Exercise
Take the data below and extract the lines from the one with "Query: metal fork" to the one with "Query: white dressing", inclusive, exactly as written.

(Dataset excerpts)

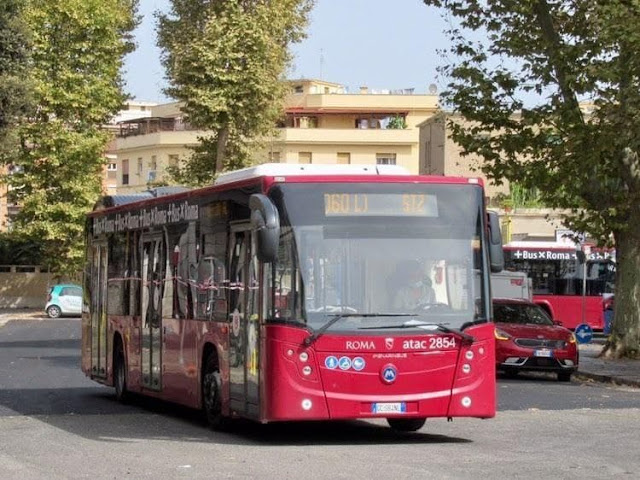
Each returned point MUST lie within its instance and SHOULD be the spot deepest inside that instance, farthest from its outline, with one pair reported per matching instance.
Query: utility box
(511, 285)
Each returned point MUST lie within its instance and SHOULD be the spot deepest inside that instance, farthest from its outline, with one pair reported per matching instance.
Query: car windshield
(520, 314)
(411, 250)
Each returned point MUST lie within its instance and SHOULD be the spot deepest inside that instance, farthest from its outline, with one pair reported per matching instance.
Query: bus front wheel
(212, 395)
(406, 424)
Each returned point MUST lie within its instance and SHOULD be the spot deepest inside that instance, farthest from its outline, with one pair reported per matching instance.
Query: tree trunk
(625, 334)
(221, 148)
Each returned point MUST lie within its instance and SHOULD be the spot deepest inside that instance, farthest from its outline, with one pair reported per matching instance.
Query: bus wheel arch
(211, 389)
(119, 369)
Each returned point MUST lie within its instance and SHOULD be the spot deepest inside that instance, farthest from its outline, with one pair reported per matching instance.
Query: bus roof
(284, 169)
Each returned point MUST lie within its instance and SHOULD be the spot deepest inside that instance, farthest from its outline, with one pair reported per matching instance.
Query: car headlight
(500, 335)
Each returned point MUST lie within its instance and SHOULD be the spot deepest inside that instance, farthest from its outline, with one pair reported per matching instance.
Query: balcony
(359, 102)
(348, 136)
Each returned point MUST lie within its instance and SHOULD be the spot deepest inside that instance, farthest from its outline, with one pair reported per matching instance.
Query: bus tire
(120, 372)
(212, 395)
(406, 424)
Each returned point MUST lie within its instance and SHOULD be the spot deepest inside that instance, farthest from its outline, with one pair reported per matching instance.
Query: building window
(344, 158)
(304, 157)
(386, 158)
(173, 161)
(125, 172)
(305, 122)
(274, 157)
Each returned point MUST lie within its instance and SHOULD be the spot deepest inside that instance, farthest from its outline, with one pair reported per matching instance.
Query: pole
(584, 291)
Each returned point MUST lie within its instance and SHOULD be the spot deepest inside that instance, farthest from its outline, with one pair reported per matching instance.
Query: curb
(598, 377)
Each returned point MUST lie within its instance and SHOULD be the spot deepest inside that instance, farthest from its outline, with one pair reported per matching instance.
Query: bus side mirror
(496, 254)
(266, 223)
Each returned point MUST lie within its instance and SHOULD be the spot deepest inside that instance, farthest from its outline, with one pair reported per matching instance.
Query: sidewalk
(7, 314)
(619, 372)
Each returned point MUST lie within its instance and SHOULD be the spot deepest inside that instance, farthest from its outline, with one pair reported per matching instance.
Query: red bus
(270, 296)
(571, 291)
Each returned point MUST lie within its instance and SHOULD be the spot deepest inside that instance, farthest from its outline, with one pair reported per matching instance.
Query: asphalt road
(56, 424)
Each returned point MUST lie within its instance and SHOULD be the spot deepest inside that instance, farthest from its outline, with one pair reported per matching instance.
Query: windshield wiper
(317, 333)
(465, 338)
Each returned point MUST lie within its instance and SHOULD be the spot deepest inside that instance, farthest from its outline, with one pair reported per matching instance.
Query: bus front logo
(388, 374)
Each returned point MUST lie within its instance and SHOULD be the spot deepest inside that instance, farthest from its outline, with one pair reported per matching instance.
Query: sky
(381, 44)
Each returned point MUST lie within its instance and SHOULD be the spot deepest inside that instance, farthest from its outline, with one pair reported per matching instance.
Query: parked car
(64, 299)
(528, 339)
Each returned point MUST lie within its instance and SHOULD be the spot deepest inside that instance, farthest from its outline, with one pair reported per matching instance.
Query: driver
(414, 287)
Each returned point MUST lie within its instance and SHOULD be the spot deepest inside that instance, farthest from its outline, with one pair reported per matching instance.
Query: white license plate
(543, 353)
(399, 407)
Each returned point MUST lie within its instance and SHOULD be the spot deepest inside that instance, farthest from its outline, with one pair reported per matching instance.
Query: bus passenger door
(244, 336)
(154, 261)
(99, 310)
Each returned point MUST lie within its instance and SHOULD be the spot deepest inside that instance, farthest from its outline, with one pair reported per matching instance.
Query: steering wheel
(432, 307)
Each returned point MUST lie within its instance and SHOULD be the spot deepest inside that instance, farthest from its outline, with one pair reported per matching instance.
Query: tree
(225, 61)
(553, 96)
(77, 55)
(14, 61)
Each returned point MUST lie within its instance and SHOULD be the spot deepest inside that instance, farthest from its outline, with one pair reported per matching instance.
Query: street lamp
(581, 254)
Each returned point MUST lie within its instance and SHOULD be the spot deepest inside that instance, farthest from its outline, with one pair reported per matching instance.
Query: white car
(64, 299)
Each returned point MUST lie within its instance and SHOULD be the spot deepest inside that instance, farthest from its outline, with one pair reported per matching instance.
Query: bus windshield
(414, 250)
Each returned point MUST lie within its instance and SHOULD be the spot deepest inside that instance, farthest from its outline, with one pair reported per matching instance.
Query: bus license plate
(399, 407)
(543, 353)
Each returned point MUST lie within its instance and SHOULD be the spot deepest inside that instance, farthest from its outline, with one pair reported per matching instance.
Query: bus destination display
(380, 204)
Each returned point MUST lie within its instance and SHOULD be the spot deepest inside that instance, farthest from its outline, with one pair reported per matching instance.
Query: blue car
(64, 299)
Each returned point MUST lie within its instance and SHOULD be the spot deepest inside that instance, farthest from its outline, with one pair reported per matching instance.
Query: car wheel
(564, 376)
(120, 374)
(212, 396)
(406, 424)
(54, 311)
--
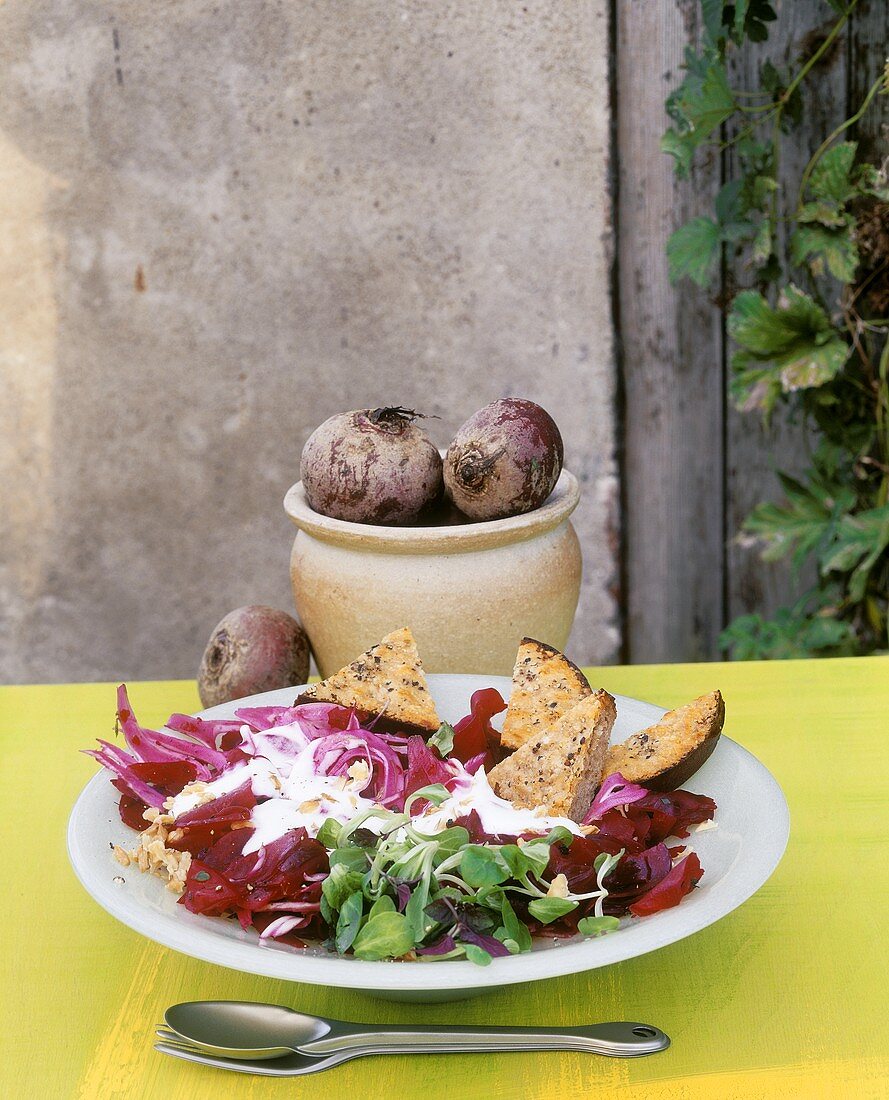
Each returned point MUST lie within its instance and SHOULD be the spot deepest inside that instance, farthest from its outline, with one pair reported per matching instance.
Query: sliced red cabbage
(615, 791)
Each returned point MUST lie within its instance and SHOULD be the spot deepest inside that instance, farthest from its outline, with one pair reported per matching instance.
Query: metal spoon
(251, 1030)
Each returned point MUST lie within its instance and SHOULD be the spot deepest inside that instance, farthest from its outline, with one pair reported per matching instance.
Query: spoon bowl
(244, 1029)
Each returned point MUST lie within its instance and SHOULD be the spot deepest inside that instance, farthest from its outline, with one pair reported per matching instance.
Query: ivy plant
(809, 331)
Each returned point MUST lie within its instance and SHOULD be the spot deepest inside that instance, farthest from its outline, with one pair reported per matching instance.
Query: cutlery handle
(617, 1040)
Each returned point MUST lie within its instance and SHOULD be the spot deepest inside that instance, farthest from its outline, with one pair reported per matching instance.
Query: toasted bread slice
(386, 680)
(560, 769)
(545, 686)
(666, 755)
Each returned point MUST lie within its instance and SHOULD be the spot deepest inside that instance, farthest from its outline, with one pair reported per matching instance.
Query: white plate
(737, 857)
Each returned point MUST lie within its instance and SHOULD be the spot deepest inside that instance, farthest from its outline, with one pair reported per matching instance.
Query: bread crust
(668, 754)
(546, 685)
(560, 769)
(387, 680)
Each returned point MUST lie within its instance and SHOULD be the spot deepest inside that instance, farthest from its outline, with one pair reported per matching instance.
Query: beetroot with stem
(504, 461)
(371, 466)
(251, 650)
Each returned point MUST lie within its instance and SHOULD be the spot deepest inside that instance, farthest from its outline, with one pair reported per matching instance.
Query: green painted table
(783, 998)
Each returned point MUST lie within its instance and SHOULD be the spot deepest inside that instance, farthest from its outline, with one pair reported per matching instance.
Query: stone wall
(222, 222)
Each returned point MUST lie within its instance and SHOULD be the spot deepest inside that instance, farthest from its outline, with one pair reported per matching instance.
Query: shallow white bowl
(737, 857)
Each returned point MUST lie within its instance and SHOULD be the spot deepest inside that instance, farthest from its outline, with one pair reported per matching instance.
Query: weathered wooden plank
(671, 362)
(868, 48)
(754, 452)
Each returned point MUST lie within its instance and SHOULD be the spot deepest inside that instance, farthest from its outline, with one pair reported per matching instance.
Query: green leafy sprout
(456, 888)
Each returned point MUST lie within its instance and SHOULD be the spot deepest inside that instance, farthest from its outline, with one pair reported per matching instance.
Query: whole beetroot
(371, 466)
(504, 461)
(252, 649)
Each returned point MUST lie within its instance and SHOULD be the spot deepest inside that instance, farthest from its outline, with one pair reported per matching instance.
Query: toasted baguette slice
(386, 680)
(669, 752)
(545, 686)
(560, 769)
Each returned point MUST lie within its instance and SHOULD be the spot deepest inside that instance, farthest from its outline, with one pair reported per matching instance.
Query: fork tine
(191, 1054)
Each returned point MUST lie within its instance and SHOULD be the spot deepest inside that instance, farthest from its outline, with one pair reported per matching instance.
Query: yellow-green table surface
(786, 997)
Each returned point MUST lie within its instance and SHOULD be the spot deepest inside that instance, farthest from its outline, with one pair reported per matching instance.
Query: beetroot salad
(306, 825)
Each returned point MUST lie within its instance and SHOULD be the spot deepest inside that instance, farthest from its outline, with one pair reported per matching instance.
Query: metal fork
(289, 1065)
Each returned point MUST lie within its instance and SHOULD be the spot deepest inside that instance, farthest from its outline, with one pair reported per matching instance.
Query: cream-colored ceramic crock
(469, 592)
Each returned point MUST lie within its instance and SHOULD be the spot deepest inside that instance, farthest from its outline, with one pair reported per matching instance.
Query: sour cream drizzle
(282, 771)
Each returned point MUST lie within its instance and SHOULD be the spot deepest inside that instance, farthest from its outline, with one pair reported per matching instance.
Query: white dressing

Written response
Query: metal fork
(289, 1065)
Each returned point MUST lie within its instance and SHOULD be the spot deepest inside that instance, farthest from its outline, with one pair reported per matching instance.
Query: cream-colored ceramic crock
(469, 592)
Each returned point MUST lie within its instance and SHOULD be the spot deepest inside that instance, farthest from its outline, with one pair reported per matching instance.
Query: sour cream drizzle
(282, 771)
Each returned point MUST lie within its instance and SHOULD be the spot deepest inside that instance, farthest from its outline, with one pair reported per matching instance.
Query: white dressing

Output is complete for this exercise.